━━━━━ Dataset excerpts ━━━━━

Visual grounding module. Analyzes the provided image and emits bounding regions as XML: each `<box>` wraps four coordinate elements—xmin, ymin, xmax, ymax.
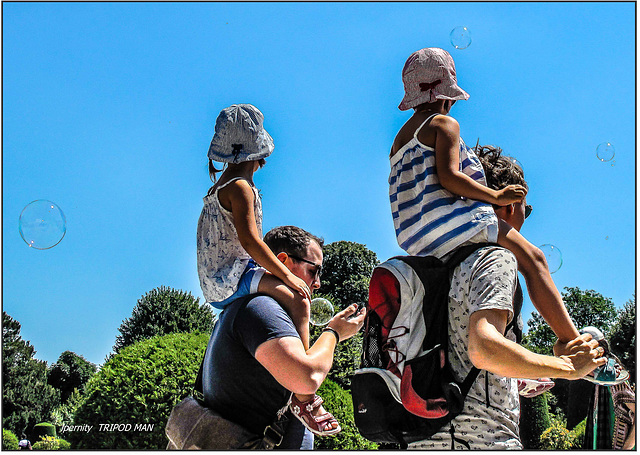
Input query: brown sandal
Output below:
<box><xmin>289</xmin><ymin>395</ymin><xmax>342</xmax><ymax>436</ymax></box>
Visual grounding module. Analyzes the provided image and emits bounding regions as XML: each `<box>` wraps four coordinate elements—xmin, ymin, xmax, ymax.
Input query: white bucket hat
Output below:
<box><xmin>398</xmin><ymin>47</ymin><xmax>469</xmax><ymax>111</ymax></box>
<box><xmin>208</xmin><ymin>104</ymin><xmax>274</xmax><ymax>163</ymax></box>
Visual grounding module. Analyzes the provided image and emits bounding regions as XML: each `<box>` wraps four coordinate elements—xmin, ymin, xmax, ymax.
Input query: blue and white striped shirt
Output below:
<box><xmin>389</xmin><ymin>119</ymin><xmax>498</xmax><ymax>258</ymax></box>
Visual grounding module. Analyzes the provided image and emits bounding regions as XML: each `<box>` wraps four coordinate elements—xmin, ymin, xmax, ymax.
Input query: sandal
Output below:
<box><xmin>289</xmin><ymin>395</ymin><xmax>342</xmax><ymax>436</ymax></box>
<box><xmin>518</xmin><ymin>378</ymin><xmax>556</xmax><ymax>398</ymax></box>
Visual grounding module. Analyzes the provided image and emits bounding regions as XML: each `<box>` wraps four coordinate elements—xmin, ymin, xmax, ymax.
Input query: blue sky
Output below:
<box><xmin>2</xmin><ymin>2</ymin><xmax>636</xmax><ymax>363</ymax></box>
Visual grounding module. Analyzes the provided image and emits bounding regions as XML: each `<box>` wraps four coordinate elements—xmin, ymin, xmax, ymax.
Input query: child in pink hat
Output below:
<box><xmin>389</xmin><ymin>48</ymin><xmax>579</xmax><ymax>355</ymax></box>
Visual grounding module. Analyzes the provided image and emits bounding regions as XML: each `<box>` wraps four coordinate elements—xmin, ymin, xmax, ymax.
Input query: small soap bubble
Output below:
<box><xmin>449</xmin><ymin>26</ymin><xmax>471</xmax><ymax>49</ymax></box>
<box><xmin>540</xmin><ymin>243</ymin><xmax>562</xmax><ymax>273</ymax></box>
<box><xmin>596</xmin><ymin>142</ymin><xmax>616</xmax><ymax>163</ymax></box>
<box><xmin>18</xmin><ymin>199</ymin><xmax>67</xmax><ymax>250</ymax></box>
<box><xmin>309</xmin><ymin>297</ymin><xmax>334</xmax><ymax>326</ymax></box>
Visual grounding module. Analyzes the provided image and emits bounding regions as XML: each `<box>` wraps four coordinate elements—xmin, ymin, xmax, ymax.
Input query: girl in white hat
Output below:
<box><xmin>389</xmin><ymin>48</ymin><xmax>579</xmax><ymax>355</ymax></box>
<box><xmin>197</xmin><ymin>104</ymin><xmax>341</xmax><ymax>436</ymax></box>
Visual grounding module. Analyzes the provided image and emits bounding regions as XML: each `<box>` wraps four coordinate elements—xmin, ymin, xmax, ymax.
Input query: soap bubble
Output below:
<box><xmin>309</xmin><ymin>297</ymin><xmax>334</xmax><ymax>326</ymax></box>
<box><xmin>449</xmin><ymin>26</ymin><xmax>471</xmax><ymax>49</ymax></box>
<box><xmin>596</xmin><ymin>142</ymin><xmax>616</xmax><ymax>161</ymax></box>
<box><xmin>18</xmin><ymin>199</ymin><xmax>67</xmax><ymax>250</ymax></box>
<box><xmin>540</xmin><ymin>243</ymin><xmax>562</xmax><ymax>273</ymax></box>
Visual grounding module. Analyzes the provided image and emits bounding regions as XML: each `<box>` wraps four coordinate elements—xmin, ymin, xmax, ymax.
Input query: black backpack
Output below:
<box><xmin>351</xmin><ymin>243</ymin><xmax>522</xmax><ymax>448</ymax></box>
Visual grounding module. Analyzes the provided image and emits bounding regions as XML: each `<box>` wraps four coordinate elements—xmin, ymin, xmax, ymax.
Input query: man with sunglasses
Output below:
<box><xmin>202</xmin><ymin>226</ymin><xmax>365</xmax><ymax>450</ymax></box>
<box><xmin>409</xmin><ymin>147</ymin><xmax>606</xmax><ymax>450</ymax></box>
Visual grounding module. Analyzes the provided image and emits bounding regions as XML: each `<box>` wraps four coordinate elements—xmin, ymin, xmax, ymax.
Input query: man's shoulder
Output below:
<box><xmin>462</xmin><ymin>245</ymin><xmax>518</xmax><ymax>268</ymax></box>
<box><xmin>229</xmin><ymin>294</ymin><xmax>293</xmax><ymax>330</ymax></box>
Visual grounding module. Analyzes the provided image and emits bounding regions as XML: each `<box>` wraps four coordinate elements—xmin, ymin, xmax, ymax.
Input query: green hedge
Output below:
<box><xmin>31</xmin><ymin>422</ymin><xmax>57</xmax><ymax>441</ymax></box>
<box><xmin>2</xmin><ymin>428</ymin><xmax>19</xmax><ymax>450</ymax></box>
<box><xmin>32</xmin><ymin>436</ymin><xmax>71</xmax><ymax>450</ymax></box>
<box><xmin>65</xmin><ymin>332</ymin><xmax>209</xmax><ymax>450</ymax></box>
<box><xmin>314</xmin><ymin>379</ymin><xmax>378</xmax><ymax>450</ymax></box>
<box><xmin>520</xmin><ymin>392</ymin><xmax>551</xmax><ymax>450</ymax></box>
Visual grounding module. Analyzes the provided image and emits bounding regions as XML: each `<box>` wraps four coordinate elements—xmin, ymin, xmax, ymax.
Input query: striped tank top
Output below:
<box><xmin>389</xmin><ymin>114</ymin><xmax>498</xmax><ymax>258</ymax></box>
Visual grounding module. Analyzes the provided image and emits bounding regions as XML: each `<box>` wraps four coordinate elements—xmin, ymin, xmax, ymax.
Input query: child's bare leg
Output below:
<box><xmin>258</xmin><ymin>273</ymin><xmax>311</xmax><ymax>351</ymax></box>
<box><xmin>258</xmin><ymin>273</ymin><xmax>339</xmax><ymax>434</ymax></box>
<box><xmin>498</xmin><ymin>219</ymin><xmax>580</xmax><ymax>343</ymax></box>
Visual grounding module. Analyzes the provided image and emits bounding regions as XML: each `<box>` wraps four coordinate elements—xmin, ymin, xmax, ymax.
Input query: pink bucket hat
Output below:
<box><xmin>398</xmin><ymin>47</ymin><xmax>469</xmax><ymax>111</ymax></box>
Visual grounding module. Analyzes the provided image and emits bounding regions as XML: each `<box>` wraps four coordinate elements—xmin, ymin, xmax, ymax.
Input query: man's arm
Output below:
<box><xmin>469</xmin><ymin>309</ymin><xmax>606</xmax><ymax>379</ymax></box>
<box><xmin>255</xmin><ymin>305</ymin><xmax>365</xmax><ymax>394</ymax></box>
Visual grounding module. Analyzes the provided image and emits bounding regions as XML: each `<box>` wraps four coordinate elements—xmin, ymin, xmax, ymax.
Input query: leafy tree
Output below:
<box><xmin>2</xmin><ymin>428</ymin><xmax>20</xmax><ymax>450</ymax></box>
<box><xmin>609</xmin><ymin>294</ymin><xmax>637</xmax><ymax>381</ymax></box>
<box><xmin>321</xmin><ymin>240</ymin><xmax>379</xmax><ymax>310</ymax></box>
<box><xmin>66</xmin><ymin>332</ymin><xmax>209</xmax><ymax>450</ymax></box>
<box><xmin>313</xmin><ymin>379</ymin><xmax>378</xmax><ymax>450</ymax></box>
<box><xmin>2</xmin><ymin>311</ymin><xmax>60</xmax><ymax>434</ymax></box>
<box><xmin>311</xmin><ymin>240</ymin><xmax>378</xmax><ymax>388</ymax></box>
<box><xmin>523</xmin><ymin>287</ymin><xmax>616</xmax><ymax>355</ymax></box>
<box><xmin>520</xmin><ymin>392</ymin><xmax>551</xmax><ymax>450</ymax></box>
<box><xmin>47</xmin><ymin>351</ymin><xmax>98</xmax><ymax>403</ymax></box>
<box><xmin>113</xmin><ymin>286</ymin><xmax>215</xmax><ymax>354</ymax></box>
<box><xmin>50</xmin><ymin>389</ymin><xmax>83</xmax><ymax>429</ymax></box>
<box><xmin>540</xmin><ymin>418</ymin><xmax>576</xmax><ymax>450</ymax></box>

━━━━━

#### Exercise task
Locate each line in the listing above that contains the string "bucket" and copy it out in full; matching is case-sensitive.

#### Written reply
Input query: white bucket hat
Input query: pink bucket hat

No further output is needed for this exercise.